Starting from the line that contains "Tag the brown", reproduce each line exactly through the end of the material, and include no other lines.

* Begin *

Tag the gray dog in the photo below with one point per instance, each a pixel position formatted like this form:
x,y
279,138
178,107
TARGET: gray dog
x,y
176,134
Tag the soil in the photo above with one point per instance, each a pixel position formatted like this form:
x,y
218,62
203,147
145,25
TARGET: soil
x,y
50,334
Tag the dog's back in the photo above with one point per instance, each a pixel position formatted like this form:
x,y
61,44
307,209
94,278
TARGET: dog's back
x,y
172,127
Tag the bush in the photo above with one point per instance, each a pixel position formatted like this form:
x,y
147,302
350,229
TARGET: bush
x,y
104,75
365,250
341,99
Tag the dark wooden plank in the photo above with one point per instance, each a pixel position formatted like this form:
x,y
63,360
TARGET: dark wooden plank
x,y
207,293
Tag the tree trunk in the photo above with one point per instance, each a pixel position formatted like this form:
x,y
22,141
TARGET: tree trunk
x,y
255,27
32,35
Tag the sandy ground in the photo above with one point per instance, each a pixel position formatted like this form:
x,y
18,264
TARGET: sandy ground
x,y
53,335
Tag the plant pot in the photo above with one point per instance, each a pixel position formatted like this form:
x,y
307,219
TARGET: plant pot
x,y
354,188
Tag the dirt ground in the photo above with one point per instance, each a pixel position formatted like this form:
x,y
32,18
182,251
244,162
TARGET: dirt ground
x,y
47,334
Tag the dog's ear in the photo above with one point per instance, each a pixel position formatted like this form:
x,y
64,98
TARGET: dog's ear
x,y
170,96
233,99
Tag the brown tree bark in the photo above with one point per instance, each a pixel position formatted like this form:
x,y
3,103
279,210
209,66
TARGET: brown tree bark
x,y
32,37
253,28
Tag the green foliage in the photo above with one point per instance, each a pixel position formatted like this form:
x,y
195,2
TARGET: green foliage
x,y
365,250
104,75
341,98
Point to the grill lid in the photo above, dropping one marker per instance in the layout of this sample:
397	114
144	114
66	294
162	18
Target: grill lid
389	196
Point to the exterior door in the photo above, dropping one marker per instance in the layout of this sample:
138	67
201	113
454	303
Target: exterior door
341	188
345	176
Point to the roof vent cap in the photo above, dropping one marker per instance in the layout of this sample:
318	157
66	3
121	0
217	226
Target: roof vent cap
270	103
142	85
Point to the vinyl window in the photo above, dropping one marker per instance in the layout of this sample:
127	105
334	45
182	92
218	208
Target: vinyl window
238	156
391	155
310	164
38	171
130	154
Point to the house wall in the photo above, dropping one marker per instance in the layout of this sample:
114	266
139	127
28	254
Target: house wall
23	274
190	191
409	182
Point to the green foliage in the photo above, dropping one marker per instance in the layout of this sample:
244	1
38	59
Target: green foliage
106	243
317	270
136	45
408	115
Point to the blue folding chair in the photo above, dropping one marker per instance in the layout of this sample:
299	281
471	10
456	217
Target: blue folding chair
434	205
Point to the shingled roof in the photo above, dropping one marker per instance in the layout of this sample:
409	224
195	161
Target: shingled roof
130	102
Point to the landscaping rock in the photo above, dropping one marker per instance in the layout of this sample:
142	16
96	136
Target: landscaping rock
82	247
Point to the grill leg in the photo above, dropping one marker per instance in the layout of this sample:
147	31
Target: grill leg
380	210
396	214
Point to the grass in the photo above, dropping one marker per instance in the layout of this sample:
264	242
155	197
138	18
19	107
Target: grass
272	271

* End *

WRITTEN REPLY:
Tag the brown tree bark in the photo above with one point per instance, each a pixel position formatted like this form:
x,y
3,103
279,210
209,66
TARGET: brown tree bark
x,y
32,37
253,28
Tag the green foliage in the photo above with one point per instance, each a pixel position formatted like this form:
x,y
195,2
TARGET: green foliage
x,y
365,250
104,75
341,98
Point to the grill lid in the photo above, dropping one marker per instance in the layout of this sample:
397	114
144	114
66	294
162	18
Target: grill lid
389	196
Point to the exterior door in the photo above, dropping one marker per instance in the layout of this sample:
138	67
201	113
454	303
Target: exterior door
341	188
345	176
Point to the roof vent cap in the photo above, dropping one marker per instance in the layout of this sample:
318	157
66	3
121	0
217	226
Target: roof vent cap
270	103
142	85
Point to the vinyl window in the photo above, dropping one marker per instance in the layout of this sample:
127	105
334	45
182	92
218	208
Target: vinyl window
238	156
391	155
310	164
38	171
130	154
Point to the house wall in the photo above, dropping one marker per instance in the layout of this sample:
114	266
139	127
28	254
Target: house wall
23	274
190	191
409	182
Point to the green foliage in the photo above, dropping one marker per instance in the layout of this sample:
244	1
38	59
Target: green foliage
106	243
317	270
136	45
408	115
Point to the blue folding chair in the photo above, dropping one marker per instance in the layout of this sample:
299	281
471	10
456	217
Target: blue folding chair
434	205
Point to the shingled roof in the photo above, dropping one marker per instance in the layout of this sample:
409	224
195	161
Target: shingled roof
130	102
Point to the landscaping rock in the photo above, dropping one marker per instance in the layout of this sample:
142	16
96	136
Target: landscaping rock
82	247
Point to the grill leg in the photo above, dropping one marker per instance in the layout of this sample:
147	31
Target: grill leg
380	210
396	214
Point to the grass in the photo above, dropping one marker per instance in the layout of this sample:
264	242
155	197
138	18
19	107
Target: grass
272	271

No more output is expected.